→ **Selected excerpt**:
■ ■ ■ ■

BELLEVILLE, Ontario — Markus Bardy didn’t know what he had just caught when partner Casey Kimmerly netted the yellow gold fish with bright orange fins.
“We both just stood there in awe,” Bardy remembered of that second day of the Quinte Fishing Series tournament on Lake Ontario in September. “We knew that the Bay of Quinte has largemouth bass and smallmouth bass.
“Right away, we wondered if this was another kind of bass.”
Closer inspection revealed that, despite its bizarre coloration, the 3-plus-pound fish did not appear to be a different species.
“Although it had a striking gold color, the tournament directors agreed — correctly, in our opinion — that it was a largemouth based on other features, and it was allowed to be weighed in,” reported the Freshwater Fisheries Conservation Lab of Queen’s University, which had staff on-site for the event that Bardy and Kimmerly went on to win.
Coincidentally, about the same time in Florida, Jeff Puckett landed a bass of similar hue in Titusville’s Fox Lake. That quickly was followed by report of a third at Island Lake in Umatilla, Fla., but the woman who caught it did not take photos.
Biologist Marty Hale spoke with the angler who called the Florida Fish and Wildlife Conservation Commission (FWC) to see if someone could explain what she had caught.
“She did mention that the head appeared to have normal coloration, while the body was bright golden color with black spots,” Hale said.
And back in June, Nebraska Game and Parks posted a photo of a gold largemouth caught in state waters.
Reports of so many of these bizarre catches in so short a time is nothing less than a remarkable coincidence.
“To put its rarity into perspective, the FWC has sampled 255,632 largemouth bass from 175 different water bodies over a 10-year period and has no reported sightings of this genetic phenomenon,” the agency said.
Additionally, the director of the Quinte tournament series reported that Dardy’s catch is just the second he has seen in 19 years.
“These fish are rare but not unheard of,” said Gene Gilliland, B.A.S.S. conservation director and a long-time fisheries biologist in Oklahoma. “Some are more gold and some are more orange.

■ ■ ■ ■

Data items
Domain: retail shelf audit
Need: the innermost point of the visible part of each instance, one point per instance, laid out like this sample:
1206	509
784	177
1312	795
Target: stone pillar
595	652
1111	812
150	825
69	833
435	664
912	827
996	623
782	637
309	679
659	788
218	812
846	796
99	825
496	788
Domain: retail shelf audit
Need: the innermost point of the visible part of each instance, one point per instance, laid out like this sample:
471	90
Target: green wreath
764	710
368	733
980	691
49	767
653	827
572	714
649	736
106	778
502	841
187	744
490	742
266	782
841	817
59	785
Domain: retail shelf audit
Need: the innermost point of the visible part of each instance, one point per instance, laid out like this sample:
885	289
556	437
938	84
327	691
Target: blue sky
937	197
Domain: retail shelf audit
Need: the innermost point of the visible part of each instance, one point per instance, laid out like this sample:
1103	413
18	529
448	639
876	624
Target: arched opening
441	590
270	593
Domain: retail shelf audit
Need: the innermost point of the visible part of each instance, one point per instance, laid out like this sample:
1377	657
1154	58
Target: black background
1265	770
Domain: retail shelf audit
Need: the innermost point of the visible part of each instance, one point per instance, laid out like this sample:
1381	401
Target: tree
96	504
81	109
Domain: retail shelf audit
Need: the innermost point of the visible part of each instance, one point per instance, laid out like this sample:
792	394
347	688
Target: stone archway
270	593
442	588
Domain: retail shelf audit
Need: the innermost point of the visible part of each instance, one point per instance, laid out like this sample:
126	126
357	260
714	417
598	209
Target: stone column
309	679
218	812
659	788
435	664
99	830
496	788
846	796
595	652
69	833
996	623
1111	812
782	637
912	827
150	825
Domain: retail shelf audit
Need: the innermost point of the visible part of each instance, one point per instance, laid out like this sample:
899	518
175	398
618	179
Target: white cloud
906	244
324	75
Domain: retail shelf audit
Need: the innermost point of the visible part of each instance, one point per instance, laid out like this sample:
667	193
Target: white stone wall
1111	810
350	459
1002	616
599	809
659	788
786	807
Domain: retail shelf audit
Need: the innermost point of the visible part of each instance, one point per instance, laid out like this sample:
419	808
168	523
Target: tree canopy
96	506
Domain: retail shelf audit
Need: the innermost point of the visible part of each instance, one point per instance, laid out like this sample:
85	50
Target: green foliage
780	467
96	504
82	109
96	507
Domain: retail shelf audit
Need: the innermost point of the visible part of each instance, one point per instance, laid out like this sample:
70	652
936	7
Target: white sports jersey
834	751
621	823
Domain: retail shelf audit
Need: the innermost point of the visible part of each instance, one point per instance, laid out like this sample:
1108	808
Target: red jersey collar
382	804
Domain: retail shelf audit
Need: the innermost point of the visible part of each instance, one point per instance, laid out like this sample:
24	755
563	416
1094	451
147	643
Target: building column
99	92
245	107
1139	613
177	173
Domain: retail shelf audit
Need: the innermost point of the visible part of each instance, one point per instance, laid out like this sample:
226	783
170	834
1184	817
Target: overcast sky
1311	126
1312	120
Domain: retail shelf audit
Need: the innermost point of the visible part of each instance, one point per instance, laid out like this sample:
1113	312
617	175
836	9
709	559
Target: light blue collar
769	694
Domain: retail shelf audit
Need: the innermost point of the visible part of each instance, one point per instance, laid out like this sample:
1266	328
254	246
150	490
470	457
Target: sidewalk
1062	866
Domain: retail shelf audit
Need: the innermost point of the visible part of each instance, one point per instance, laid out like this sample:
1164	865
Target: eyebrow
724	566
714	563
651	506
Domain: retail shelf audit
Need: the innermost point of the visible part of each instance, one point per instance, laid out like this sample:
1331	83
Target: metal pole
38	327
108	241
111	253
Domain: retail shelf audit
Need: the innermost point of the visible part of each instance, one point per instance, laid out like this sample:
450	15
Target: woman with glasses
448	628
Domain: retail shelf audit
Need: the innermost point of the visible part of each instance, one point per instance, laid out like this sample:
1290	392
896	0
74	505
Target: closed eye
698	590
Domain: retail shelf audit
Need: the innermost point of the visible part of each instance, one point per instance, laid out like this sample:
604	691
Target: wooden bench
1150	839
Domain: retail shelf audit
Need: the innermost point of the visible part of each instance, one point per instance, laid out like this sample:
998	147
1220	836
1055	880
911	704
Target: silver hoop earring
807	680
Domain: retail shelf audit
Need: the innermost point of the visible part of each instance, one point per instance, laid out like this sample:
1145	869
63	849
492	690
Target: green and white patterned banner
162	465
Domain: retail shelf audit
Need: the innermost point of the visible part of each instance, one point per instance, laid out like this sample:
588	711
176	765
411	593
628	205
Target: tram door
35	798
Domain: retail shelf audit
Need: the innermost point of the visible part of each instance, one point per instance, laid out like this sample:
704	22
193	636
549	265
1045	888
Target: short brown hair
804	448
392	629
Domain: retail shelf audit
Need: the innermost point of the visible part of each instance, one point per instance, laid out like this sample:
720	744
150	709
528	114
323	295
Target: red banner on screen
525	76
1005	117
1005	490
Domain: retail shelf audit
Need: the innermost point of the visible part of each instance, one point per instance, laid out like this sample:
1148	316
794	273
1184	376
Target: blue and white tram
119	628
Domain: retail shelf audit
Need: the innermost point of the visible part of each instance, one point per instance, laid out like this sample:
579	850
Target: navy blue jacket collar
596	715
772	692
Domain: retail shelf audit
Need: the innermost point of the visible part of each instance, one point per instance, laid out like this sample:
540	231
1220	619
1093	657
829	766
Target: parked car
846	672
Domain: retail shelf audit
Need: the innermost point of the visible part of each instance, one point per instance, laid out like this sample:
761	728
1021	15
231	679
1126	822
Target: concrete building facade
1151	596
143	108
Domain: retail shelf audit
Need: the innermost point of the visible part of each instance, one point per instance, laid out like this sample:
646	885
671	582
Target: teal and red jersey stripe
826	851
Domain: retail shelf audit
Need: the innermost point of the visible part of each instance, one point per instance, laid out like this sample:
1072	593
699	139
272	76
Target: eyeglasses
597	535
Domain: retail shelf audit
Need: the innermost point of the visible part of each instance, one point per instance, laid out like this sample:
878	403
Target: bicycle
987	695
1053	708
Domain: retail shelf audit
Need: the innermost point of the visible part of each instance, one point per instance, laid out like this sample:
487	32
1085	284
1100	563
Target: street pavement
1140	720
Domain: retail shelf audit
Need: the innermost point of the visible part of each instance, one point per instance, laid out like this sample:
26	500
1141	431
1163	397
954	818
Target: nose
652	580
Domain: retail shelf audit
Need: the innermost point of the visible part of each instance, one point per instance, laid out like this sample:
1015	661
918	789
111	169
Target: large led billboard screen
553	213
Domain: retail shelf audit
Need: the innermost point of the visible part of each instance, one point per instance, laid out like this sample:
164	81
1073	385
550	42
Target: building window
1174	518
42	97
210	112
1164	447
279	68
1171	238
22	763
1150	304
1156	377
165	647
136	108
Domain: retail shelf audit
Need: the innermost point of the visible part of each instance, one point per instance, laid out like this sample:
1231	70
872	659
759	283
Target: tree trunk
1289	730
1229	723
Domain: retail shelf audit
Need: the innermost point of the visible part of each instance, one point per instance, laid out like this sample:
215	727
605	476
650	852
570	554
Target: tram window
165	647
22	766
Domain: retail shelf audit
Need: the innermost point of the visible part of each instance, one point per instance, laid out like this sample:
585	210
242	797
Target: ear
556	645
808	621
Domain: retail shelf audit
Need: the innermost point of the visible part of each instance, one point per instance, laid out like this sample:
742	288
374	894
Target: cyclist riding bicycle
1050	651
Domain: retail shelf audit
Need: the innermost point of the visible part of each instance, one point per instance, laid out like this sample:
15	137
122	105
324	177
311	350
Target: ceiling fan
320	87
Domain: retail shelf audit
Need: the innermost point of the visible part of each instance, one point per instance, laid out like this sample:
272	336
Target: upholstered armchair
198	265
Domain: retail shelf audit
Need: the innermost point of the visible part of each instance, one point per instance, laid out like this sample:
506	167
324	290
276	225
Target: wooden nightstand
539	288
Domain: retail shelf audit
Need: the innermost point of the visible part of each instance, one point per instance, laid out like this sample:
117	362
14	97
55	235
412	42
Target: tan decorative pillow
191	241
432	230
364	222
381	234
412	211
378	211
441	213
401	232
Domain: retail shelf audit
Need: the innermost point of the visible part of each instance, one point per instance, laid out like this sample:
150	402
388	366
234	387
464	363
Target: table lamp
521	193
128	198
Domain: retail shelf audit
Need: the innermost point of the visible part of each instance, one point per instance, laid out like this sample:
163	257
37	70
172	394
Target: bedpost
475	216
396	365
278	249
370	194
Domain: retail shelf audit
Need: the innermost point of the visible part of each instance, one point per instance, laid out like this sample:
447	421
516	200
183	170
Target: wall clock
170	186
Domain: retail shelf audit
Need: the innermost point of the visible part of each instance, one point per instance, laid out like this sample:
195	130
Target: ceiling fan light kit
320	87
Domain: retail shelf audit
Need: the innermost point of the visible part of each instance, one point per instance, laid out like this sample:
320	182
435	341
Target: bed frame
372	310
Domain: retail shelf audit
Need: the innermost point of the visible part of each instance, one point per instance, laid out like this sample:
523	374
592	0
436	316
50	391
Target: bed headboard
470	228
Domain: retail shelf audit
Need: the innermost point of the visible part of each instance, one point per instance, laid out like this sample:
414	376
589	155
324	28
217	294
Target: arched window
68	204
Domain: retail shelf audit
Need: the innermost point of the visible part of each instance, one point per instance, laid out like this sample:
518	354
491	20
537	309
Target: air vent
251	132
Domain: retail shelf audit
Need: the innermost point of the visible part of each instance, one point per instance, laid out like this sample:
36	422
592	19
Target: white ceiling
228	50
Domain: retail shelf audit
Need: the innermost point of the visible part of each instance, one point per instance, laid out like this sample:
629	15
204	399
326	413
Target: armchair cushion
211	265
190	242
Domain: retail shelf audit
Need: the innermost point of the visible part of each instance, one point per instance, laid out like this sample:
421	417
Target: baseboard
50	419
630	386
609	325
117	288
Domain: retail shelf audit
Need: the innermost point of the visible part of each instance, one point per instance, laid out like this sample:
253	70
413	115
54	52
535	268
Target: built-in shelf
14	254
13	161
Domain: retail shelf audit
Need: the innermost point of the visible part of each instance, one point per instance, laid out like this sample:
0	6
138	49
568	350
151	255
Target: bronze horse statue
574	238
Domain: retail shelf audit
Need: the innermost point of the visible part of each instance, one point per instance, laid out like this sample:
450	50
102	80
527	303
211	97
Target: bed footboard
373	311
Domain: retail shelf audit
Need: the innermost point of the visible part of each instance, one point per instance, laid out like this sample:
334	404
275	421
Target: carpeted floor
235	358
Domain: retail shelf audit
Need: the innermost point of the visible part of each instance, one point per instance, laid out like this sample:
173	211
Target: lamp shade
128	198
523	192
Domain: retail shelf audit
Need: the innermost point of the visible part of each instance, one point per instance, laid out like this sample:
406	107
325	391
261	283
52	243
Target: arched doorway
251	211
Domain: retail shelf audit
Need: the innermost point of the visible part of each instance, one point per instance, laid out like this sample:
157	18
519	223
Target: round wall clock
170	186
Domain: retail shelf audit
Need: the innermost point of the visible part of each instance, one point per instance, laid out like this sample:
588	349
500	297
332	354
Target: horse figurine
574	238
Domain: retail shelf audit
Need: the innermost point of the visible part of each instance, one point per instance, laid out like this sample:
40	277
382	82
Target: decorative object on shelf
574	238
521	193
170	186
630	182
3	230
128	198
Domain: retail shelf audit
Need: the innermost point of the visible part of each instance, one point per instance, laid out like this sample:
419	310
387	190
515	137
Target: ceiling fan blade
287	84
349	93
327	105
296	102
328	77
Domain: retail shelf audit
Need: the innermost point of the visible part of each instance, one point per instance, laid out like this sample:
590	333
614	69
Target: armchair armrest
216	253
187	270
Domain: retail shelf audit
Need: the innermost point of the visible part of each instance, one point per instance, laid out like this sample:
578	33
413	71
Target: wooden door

■ ■ ■ ■

→ **Exercise description**: Condense the paragraph of the article on gold-colored bass that begins "Coincidentally, about the same time in Florida" into a shorter version that keeps its main facts.

→ **Solution to this task**: Around the same time, Jeff Puckett caught a similarly colored bass in Fox Lake in Titusville, Florida. A third was soon reported at Island Lake in Umatilla, Florida, but the woman who caught it took no photos.